**WHAT YOU SHOULD DO**. Could you copy out every line of the listing below word for word, leaving out the pictures?

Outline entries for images
┄┄┄┄┄┄
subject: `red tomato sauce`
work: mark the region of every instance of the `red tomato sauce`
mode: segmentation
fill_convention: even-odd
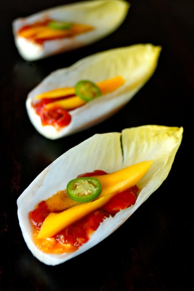
[[[79,176],[89,176],[89,174],[94,176],[106,173],[104,171],[96,170],[92,173],[82,174]],[[138,190],[135,185],[128,190],[116,194],[102,207],[65,228],[49,239],[50,244],[49,242],[45,242],[45,239],[36,239],[35,243],[43,251],[46,252],[60,253],[74,251],[89,240],[91,235],[106,218],[114,216],[120,210],[135,204]],[[37,208],[30,212],[30,219],[37,230],[40,229],[44,220],[51,212],[47,208],[45,201],[42,201]],[[37,234],[38,231],[37,230]],[[43,244],[45,245],[43,246]]]
[[[32,24],[25,25],[19,30],[18,34],[31,41],[42,45],[44,42],[47,41],[60,39],[65,37],[72,37],[78,34],[86,32],[94,29],[93,27],[89,25],[83,25],[72,23],[72,27],[69,29],[65,30],[64,32],[63,32],[63,30],[62,29],[53,29],[52,28],[49,28],[49,23],[52,21],[52,19],[47,19],[44,21],[37,22]],[[46,33],[45,34],[44,34],[43,33],[43,35],[41,34],[41,32],[43,31],[44,33],[44,31],[47,28],[50,30],[50,34]],[[29,31],[29,33],[27,33],[28,30]],[[59,30],[61,31],[61,32],[59,33],[57,32],[55,33],[53,32],[53,30]],[[25,33],[26,32],[27,34]],[[41,33],[42,36],[39,34],[39,33]]]
[[[46,109],[45,105],[75,96],[73,94],[57,98],[43,98],[35,104],[32,103],[32,105],[40,115],[42,125],[52,125],[57,128],[61,128],[69,124],[71,120],[71,115],[67,110],[59,106],[56,105]]]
┄┄┄┄┄┄
**EXPECTED OUTPUT**.
subject: `red tomato sauce`
work: mark the region of every instance of the `red tomato sauce`
mode: segmentation
fill_convention: even-odd
[[[79,176],[89,176],[89,174],[94,176],[106,173],[104,171],[96,170],[92,173],[82,174]],[[138,190],[135,185],[128,190],[116,194],[102,207],[65,228],[49,239],[50,244],[49,242],[45,242],[45,239],[36,239],[35,243],[43,251],[46,252],[60,253],[74,251],[89,240],[91,235],[106,218],[114,216],[120,210],[135,204]],[[37,208],[30,212],[30,219],[37,230],[40,229],[44,220],[51,212],[47,208],[45,201],[42,201]],[[37,234],[38,231],[37,230]],[[43,244],[45,245],[43,246]]]
[[[32,24],[25,25],[19,30],[18,34],[31,41],[42,45],[44,42],[47,41],[60,39],[65,37],[72,37],[78,34],[86,32],[94,29],[93,27],[89,25],[83,25],[72,23],[72,27],[69,29],[65,30],[64,32],[63,32],[63,30],[62,29],[53,29],[52,28],[49,28],[49,23],[52,21],[52,19],[47,19],[44,21],[37,22]],[[46,33],[45,34],[44,34],[43,33],[43,35],[41,34],[41,32],[43,31],[44,33],[44,31],[47,28],[50,30],[50,34]],[[29,31],[29,33],[27,33],[28,30]],[[59,30],[61,31],[61,32],[59,33],[57,32],[55,33],[53,32],[53,30]],[[25,33],[26,32],[27,34]],[[41,33],[42,36],[39,34],[39,33]]]
[[[46,109],[45,105],[75,96],[73,94],[57,98],[43,98],[35,104],[32,103],[32,105],[40,115],[42,125],[52,125],[57,128],[61,128],[69,124],[71,120],[71,115],[67,110],[59,106],[56,105]]]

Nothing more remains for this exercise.